Try it: Having read the entries, repeat all of them exactly.

━━━ Data extract ━━━

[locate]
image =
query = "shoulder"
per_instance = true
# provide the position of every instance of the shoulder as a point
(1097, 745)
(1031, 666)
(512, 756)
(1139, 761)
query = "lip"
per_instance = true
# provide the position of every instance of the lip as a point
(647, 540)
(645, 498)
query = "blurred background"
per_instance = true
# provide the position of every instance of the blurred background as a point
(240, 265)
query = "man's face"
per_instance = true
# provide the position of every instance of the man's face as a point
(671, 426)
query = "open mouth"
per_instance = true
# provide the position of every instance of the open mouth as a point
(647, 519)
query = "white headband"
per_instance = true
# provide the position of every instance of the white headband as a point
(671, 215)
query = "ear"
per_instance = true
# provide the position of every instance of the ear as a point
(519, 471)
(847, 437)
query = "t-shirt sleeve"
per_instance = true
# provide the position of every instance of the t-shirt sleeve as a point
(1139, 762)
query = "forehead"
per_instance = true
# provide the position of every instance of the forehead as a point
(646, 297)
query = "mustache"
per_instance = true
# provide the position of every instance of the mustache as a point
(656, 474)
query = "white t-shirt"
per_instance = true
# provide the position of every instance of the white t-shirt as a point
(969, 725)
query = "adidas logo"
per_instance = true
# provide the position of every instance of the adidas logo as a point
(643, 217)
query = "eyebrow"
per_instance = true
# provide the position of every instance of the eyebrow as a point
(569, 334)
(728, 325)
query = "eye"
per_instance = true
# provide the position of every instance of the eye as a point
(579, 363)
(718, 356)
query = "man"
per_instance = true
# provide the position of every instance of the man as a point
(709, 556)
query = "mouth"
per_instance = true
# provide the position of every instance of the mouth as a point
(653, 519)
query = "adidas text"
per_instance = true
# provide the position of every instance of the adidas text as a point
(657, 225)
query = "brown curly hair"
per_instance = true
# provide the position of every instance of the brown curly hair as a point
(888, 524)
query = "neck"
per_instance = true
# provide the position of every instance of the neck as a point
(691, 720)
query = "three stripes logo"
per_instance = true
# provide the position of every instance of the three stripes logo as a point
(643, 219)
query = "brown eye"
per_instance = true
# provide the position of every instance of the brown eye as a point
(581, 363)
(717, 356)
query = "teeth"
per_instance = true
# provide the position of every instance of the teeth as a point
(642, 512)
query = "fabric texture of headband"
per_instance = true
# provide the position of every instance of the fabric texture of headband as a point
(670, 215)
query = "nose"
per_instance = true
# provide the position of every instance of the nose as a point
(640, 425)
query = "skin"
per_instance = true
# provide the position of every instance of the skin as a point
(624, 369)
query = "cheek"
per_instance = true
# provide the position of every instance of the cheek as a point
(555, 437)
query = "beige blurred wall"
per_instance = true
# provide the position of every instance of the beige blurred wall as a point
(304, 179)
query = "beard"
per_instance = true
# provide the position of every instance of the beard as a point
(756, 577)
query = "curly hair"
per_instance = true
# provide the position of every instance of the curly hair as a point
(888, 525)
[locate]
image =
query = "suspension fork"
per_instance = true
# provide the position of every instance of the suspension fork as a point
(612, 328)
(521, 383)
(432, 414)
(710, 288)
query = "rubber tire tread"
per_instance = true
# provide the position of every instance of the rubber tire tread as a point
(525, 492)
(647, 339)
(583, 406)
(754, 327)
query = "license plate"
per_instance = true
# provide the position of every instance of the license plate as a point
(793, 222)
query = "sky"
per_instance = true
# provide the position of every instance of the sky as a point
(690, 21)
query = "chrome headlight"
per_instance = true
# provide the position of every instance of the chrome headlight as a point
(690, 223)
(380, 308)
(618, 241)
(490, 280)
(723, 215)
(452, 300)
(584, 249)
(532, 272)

━━━

Written response:
[locate]
image =
query = "shoulder"
per_instance = true
# provide the position of every instance of the shoulder as a point
(1097, 745)
(1031, 666)
(512, 756)
(1139, 761)
query = "lip"
per_instance = true
# provide the position of every instance of the lip as a point
(647, 540)
(645, 498)
query = "blurred background"
per_instance = true
# provide the position of every instance of the blurred background as a point
(240, 265)
query = "man's face"
per_instance = true
# provide the position of every instance of the man's face as a point
(671, 426)
query = "open mouth"
per_instance = true
# provide the position of every instance of the open mouth as a point
(647, 519)
query = "white headband"
per_instance = true
# provide the position of every instance of the white headband as a point
(671, 215)
query = "ear"
per_instance = true
# provide the position of every instance of the ear as a point
(519, 471)
(847, 437)
query = "t-shirt sleeve"
per_instance = true
# provide the position of every instance of the t-shirt sleeve as a point
(1139, 762)
query = "forehead"
per_instance = true
# provide the position of every instance of the forehead as a point
(646, 297)
query = "mustache"
per_instance = true
# provide the position of every instance of the mustache as a point
(656, 474)
query = "white t-shirt"
per_instance = true
# provide the position of every instance of the white t-shirt as a point
(969, 725)
query = "adidas logo"
per_instance = true
# provide the position of every instance of the adidas logo as a point
(643, 217)
query = "eyebrow"
per_instance = true
# provide the position of every instance of the eyebrow as a point
(569, 334)
(728, 325)
query = "eye"
per_instance = true
# provide the position of every instance of the eye as a point
(579, 363)
(718, 356)
query = "man"
per_instance = true
# provide the position of every instance of the man as a point
(709, 556)
query = "mouth"
per_instance = true
# provide the position of every instance of the mouth as a point
(653, 519)
query = "adidas text"
per_instance = true
# provide the position of every instance of the adidas text as a point
(657, 225)
query = "brown curly hair"
per_instance = true
# provide the position of every instance of the brown curly hair as a point
(888, 524)
query = "neck"
per_instance = true
# provide the position of every instance of the neck as a point
(691, 720)
query = "three stripes logo"
per_instance = true
# provide the position of every instance of the three stripes logo as a point
(643, 219)
query = "brown eye"
per_instance = true
# provide the position of every instance of the brown eye as a point
(581, 363)
(717, 356)
query = "teeth"
per_instance = true
# provide the position of every instance of the teeth as a point
(642, 512)
query = "fabric texture of headband"
per_instance = true
# provide the position of every instance of the fabric texture of headband as a point
(670, 215)
query = "nose"
per_instance = true
# provide the position of every instance of the nose as a point
(640, 425)
query = "skin"
per_instance = true
# provide the position of every instance of the skin as a point
(624, 369)
query = "cheek"
per_instance = true
# provide the position of every instance of the cheek as a point
(555, 437)
query = "beige blurred wall"
per_instance = true
# provide the position of every instance of the beige blurred wall as a point
(304, 179)
query = "beard"
per_instance = true
# provide the position of every instance of the beard as a point
(756, 577)
query = "curly hair"
per_instance = true
# provide the position of every instance of the curly hair as a point
(888, 525)
[locate]
image =
query = "suspension fork"
per_instance = true
# provide the position of every instance of the suspension fork as a point
(612, 328)
(521, 383)
(432, 414)
(710, 288)
query = "rubber tire tread"
per_instance = true
# provide the position of every instance of the rubber tire tread as a point
(525, 492)
(647, 339)
(583, 406)
(754, 327)
query = "license plate"
per_instance = true
# provide the position of every instance of the license plate as a point
(793, 222)
query = "sky"
per_instance = true
# provide the position of every instance of the sky as a point
(690, 21)
query = "chrome headlight"
per_instance = true
# provide the position of every instance of the chrome headlight as a point
(690, 223)
(380, 308)
(618, 241)
(490, 280)
(723, 215)
(452, 300)
(584, 249)
(532, 272)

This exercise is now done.